■ Job
Copy the items from the line with "Where can you find the ship's hull" up to and including the line with "(1083, 540)", swapping "marker" for "pin" and keeping everything else the same.

■ Records for processing
>>>
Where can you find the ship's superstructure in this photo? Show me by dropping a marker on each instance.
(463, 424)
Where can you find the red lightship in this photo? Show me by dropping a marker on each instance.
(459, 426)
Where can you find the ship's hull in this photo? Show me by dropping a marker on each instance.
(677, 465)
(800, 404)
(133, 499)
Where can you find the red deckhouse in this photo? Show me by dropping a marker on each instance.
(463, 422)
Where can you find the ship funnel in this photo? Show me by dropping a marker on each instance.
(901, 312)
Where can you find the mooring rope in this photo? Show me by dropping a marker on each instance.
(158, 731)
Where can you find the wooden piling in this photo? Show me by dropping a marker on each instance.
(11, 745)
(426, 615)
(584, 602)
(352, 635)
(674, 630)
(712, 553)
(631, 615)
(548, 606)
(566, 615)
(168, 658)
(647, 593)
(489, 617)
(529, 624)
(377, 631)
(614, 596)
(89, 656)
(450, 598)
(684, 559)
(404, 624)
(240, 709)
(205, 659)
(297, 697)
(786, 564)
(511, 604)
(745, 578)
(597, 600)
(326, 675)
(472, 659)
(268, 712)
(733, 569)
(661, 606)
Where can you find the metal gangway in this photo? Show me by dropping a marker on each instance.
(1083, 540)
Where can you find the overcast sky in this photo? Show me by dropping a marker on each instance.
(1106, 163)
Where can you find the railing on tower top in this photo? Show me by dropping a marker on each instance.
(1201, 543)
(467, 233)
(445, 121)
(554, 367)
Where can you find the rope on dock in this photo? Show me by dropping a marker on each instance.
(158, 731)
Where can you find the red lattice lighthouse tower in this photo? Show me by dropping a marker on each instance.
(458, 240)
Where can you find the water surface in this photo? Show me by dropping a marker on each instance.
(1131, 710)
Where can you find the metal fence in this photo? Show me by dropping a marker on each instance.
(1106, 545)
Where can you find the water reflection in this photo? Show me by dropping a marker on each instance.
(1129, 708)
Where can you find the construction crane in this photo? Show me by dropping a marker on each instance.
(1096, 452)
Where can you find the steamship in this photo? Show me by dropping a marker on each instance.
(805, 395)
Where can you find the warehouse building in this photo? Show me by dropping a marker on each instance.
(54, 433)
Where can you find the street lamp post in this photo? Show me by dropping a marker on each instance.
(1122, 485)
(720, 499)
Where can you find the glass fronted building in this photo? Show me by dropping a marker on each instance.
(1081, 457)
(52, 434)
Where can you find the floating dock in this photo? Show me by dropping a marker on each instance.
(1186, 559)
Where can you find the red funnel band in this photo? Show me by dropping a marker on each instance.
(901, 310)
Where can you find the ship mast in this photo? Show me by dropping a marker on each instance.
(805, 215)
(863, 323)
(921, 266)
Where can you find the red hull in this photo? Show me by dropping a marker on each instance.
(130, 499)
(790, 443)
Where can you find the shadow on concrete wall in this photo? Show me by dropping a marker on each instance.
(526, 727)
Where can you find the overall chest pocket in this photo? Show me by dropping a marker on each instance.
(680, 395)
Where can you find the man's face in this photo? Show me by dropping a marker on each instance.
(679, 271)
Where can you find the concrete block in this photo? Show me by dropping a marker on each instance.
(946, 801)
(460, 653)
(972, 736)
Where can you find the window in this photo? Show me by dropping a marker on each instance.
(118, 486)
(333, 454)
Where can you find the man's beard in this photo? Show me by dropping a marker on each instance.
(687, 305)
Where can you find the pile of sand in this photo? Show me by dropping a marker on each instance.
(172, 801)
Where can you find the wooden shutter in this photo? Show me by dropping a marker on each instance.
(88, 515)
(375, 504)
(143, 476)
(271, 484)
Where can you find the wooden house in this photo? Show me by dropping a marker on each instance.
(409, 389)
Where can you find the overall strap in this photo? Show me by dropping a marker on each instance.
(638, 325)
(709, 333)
<<<
■ Complete response
Where can you find the ship's hull in this photo? Show me by dropping a pin on each instance.
(677, 465)
(800, 404)
(133, 499)
Where can you find the red deckhouse in this photo? Show me by dropping a pin on each instance.
(463, 422)
Where can you find the ship funnel in this photo? Show me by dropping a pin on each instance.
(901, 312)
Where can you find the mooring rope in this photo? Show me by dropping a pin on each instance.
(158, 731)
Where can you find the wooden piling in this photo? Show me by dropping a pin on each instance.
(11, 745)
(426, 615)
(584, 602)
(352, 635)
(674, 630)
(712, 553)
(631, 615)
(548, 606)
(566, 615)
(168, 658)
(647, 593)
(489, 617)
(529, 624)
(377, 631)
(614, 596)
(89, 656)
(450, 598)
(684, 559)
(404, 624)
(240, 709)
(205, 659)
(297, 697)
(786, 564)
(511, 604)
(745, 578)
(597, 600)
(326, 675)
(472, 659)
(268, 712)
(733, 569)
(661, 606)
Where can you find the metal gangway in this photo? Show me by dropping a pin on each instance.
(1083, 540)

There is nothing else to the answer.